LISTE DES TÂCHES:
**A.** Répondez aux questions suivantes à partir de l'extrait, en reprenant la même numérotation :
(i) Quel article du code pénal l'article 2 a-t-il pour objet de réécrire ?
(ii) À quel montant le maximum de l'amende est-il porté par le texte proposé à l'article 2 ?
(iii) Quel article du code de procédure pénale l'article 3 a-t-il pour objet de modifier ?
**B.** Recopiez, s'il vous plaît, le passage de l'extrait qui commence par les mots « Votre commission vous propose d'adopter cet » et se termine par les mots « instance spécialement compétents. ».

── EXTRAIT ──

Votre commission n'a cependant pas jugé utile de préciser expressément que le blanchiment supposerait une intention frauduleuse, l'article 121-3 du nouveau code pénal subordonnant de manière générale l'existence d'un délit ou d'un crime à une intention frauduleuse. En d'autres termes, le nouvel article 324-1 ne déroge pas à cette disposition générale mais, bien au contraire, doit s'appliquer compte tenu du principe qu'elle pose.
C'est pourquoi, sous réserve de cette interprétation selon laquelle le blanchiment ne saurait constituer un délit objectif, votre commission vous propose d'adopter le présent article premier sans modification.
Article 2
Blanchiment de l'argent provenant du trafic de stupéfiants
Cette disposition a pour objet de réécrire l'article 222-38 du code pénal, relatif au blanchiment de l'argent provenant du trafic de stupéfiants.
En sa rédaction actuelle cet article sanctionne de dix ans d'emprisonnement et de 1 000 000 F d'amende « le fait de faciliter, par tout moyen frauduleux, la justification mensongère de l'origine des ressources ou des biens de l'auteur » d'un trafic de stupéfiants ou le fait « d'apporter sciemment son concours à toute opération de placement, de dissimulation ou de conversion du produit d'une telle infraction ».
Le texte proposé par l'article 2 du présent projet de loi apporte à cette rédaction deux séries de modifications :
- s'agissant de l'incrimination, il n'est plus fait référence de manière expresse au caractère intentionnel de l'infraction. De même, il n'est plus exigé que la justification mensongère soit facilitée par un moyen frauduleux ;
- s'agissant de la peine encourue, une double aggravation est prévue. En premier lieu, le montant maximum de l'amende est porté à 5 000 000 F et peut être élevé jusqu'à la moitié de la valeur des biens ou des fonds sur lesquels ont porté les opérations de blanchiment.
Pour les mêmes raisons que celles indiquées dans le commentaire de l'article premier, votre commission n'a pas jugé utile de préciser que le délit de blanchiment de fonds issus du trafic de stupéfiants devait être intentionnel. Elle considère que, malgré l'absence de cette précision, cette infraction ne saurait être considérée comme un délit objectif : l'intention frauduleuse de son auteur devra être rapportée.
Votre commission vous propose d'adopter cet article sans modification.
Article 3
Procédure applicable aux infractions de blanchiment
Cet article a pour objet de modifier l'article 704 du code de procédure pénale, relatif aux infractions poursuivies, instruites et, pour les délits, jugées par des tribunaux de grande instance spécialement compétents.
Parmi ces infractions figurent notamment le délit de blanchiment de l'argent provenant du trafic de stupéfiants (article 222-38 du code pénal), l'escroquerie (articles 313-1 et 313-2 du code pénal), l'abus de confiance (articles 314-1 et 314-2 du code pénal), la corruption, la fraude fiscale et les délits douaniers.
La modification proposée par le présent article 3 consiste à compléter cette liste en soumettant également aux juridictions spécialisées en matière économique et financière les infractions de blanchiment créées par l'article premier.

───
── DONNÉES FOURNIES ──

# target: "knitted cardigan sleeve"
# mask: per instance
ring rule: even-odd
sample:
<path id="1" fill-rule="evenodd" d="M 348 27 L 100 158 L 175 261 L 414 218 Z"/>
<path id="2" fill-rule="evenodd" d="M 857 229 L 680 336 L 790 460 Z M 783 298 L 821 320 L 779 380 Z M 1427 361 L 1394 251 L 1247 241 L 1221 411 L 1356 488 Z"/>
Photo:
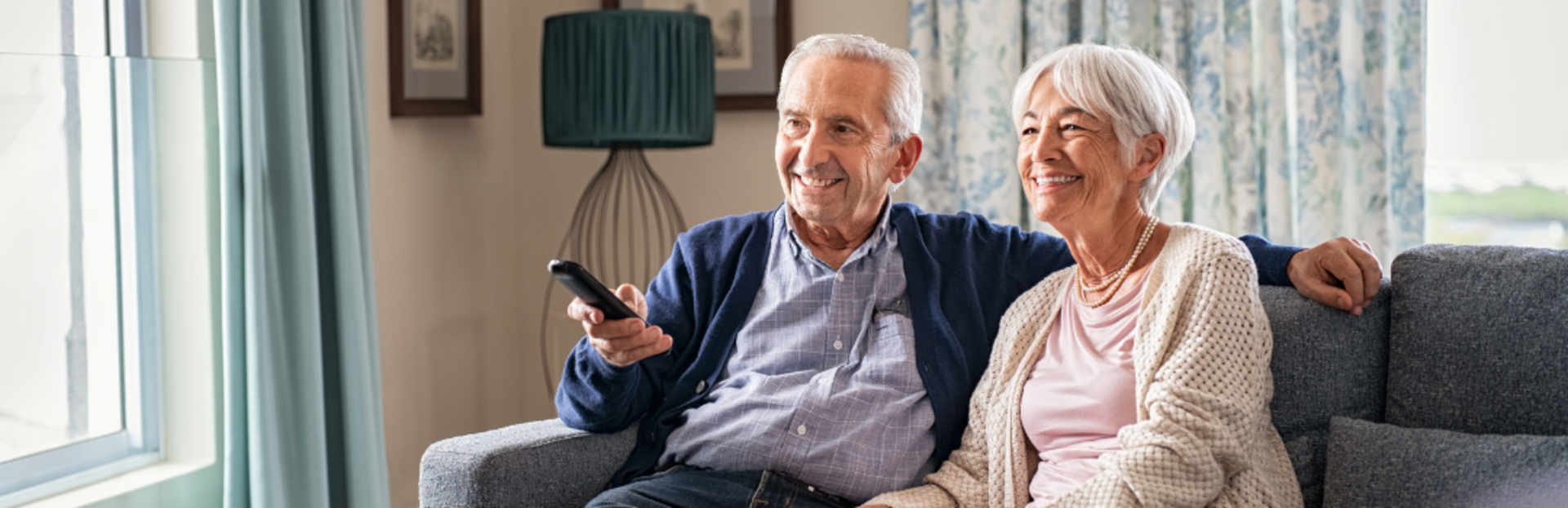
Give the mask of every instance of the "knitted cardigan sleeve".
<path id="1" fill-rule="evenodd" d="M 1167 251 L 1185 259 L 1167 265 L 1154 309 L 1140 312 L 1143 337 L 1162 339 L 1134 353 L 1154 362 L 1138 368 L 1140 422 L 1118 433 L 1123 450 L 1101 456 L 1098 475 L 1049 506 L 1264 505 L 1275 497 L 1256 472 L 1245 475 L 1256 484 L 1226 484 L 1259 459 L 1248 453 L 1265 434 L 1259 425 L 1270 425 L 1272 336 L 1251 257 L 1231 238 L 1182 241 Z"/>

───

RÉPONSES PAR TÂCHE:
**A.**
(i) L'article 222-38 du code pénal.
(ii) 5 000 000 F.
(iii) L'article 704 du code de procédure pénale.

**B.**
Votre commission vous propose d'adopter cet article sans modification.
Article 3
Procédure applicable aux infractions de blanchiment
Cet article a pour objet de modifier l'article 704 du code de procédure pénale, relatif aux infractions poursuivies, instruites et, pour les délits, jugées par des tribunaux de grande instance spécialement compétents.